Challenges:
(a) Reproduce the position adjustments guide from "Reversing order" to "p + geom_bar(position=position_fill(reverse=True))", substituting "clarity" for "cut".
(b) Summarize the position adjustments guide in two sentences.
(c) According to the position adjustments guide, why is position_jitter() applied to points? Answer in one or two sentences.

[BEGIN Supplied text]

Position adjustments

Position adjustments determine the placement of overlapping geoms. For example, they can jitter points by applying a small amount of noise, or dodge bars to put them side-by-side. Use the position= argument to geoms to specify adjustments.

You will learn
  • How to avoid overplotting by jittering points.
  • How to make side-by-side bar charts.
  • How to make stacked bar charts with equal heights.
  • How to apply the same position adjustment to multiple geoms.
  • Use the position= argument to geoms to specify position adjustments.
  • position_jitter() adds a small amount of noise to points.
  • position_dodge() places bars side-by-side.
  • position_fill() stacks bars to the same height.
  • Explicitly add rows for missing data when dodging bars.
  • Often, setting parameters like position_dodge(width=...) is necessary to align adjustments across geoms.

Setup

from plotnine import *
from plotnine.data import diamonds

Jittering points

Use position_jitter() to add a small amount of noise to the x- and y-axis for geoms like points. This enables viewers to see overlapping items on dense plots.

The plots below show points before and after applying jitter.

p = ggplot(diamonds.head(1000), aes("cut", "carat", fill="clarity"))

p + geom_point()
p + geom_point(position=position_jitter())

Stacking, filling, and dodging bars

By default, geoms like geom_bar() stack bars on top of each other (position_stack()). Use position_fill() to make the stacked bars all together the same height (set at 1), and position_dodge() to move bars side-by-side.

from plotnine.data import diamonds

# TODO: from https://ggplot2-book.org/layers.html#sec-position
p = ggplot(diamonds, aes("color", fill="cut")) + theme(legend_position="none")

p + geom_bar(position=position_stack())  # default
p + geom_bar(position=position_fill())
p + geom_bar(position=position_dodge())

Reversing order

The position_stack() and position_fill() functions supports a reverse argument. This reverses the order within stacked bars.

p = ggplot(diamonds, aes("color", fill="cut"))

p + geom_bar(position=position_fill())
p + geom_bar(position=position_fill(reverse=True))

Spacing between dodged bars

Use the width argument to position_dodge() to increase or decrease the spacing between dodged bars.

import pandas as pd

df = pd.DataFrame({"x": [1, 1, 2, 2], "n": [1, 2, 3, 4], "fill": ["A", "B"] * 2})

ggplot(df, aes("x", "n", fill="fill")) + geom_col(position=position_dodge(width=0.5))

Notice that setting width=0.5 caused the bars to overlap. Setting width higher increases the distance between the center of the bars.

Labelling bars

If you want to add a label to dodged bars, it’s often necessary to set the dodge width for both the bars and the text.

dodge = position_dodge(width=0.6)
(
    ggplot(df, aes("x", "n", fill="fill", label="n"))
    + geom_col(position=dodge, width=0.5)
    + geom_text(position=dodge)
)

[END Supplied text]
[BEGIN Information supplied]

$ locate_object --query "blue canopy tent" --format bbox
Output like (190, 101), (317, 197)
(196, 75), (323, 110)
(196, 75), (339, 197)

[END Information supplied]

Answers:
(a)
Reversing order

The position_stack() and position_fill() functions supports a reverse argument. This reverses the order within stacked bars.

p = ggplot(diamonds, aes("color", fill="clarity"))

p + geom_bar(position=position_fill())
p + geom_bar(position=position_fill(reverse=True))

(b) Position adjustments control how overlapping geoms are placed and are set through the position= argument. position_jitter() adds a small amount of noise to points, position_stack() is the default for bars, position_fill() stacks bars to the same height, and position_dodge() places bars side by side, with its width argument changing the spacing between dodged bars.

(c) position_jitter() adds a small amount of noise to the x- and y-axis positions of geoms such as points. This lets viewers see overlapping items on dense plots, which avoids overplotting.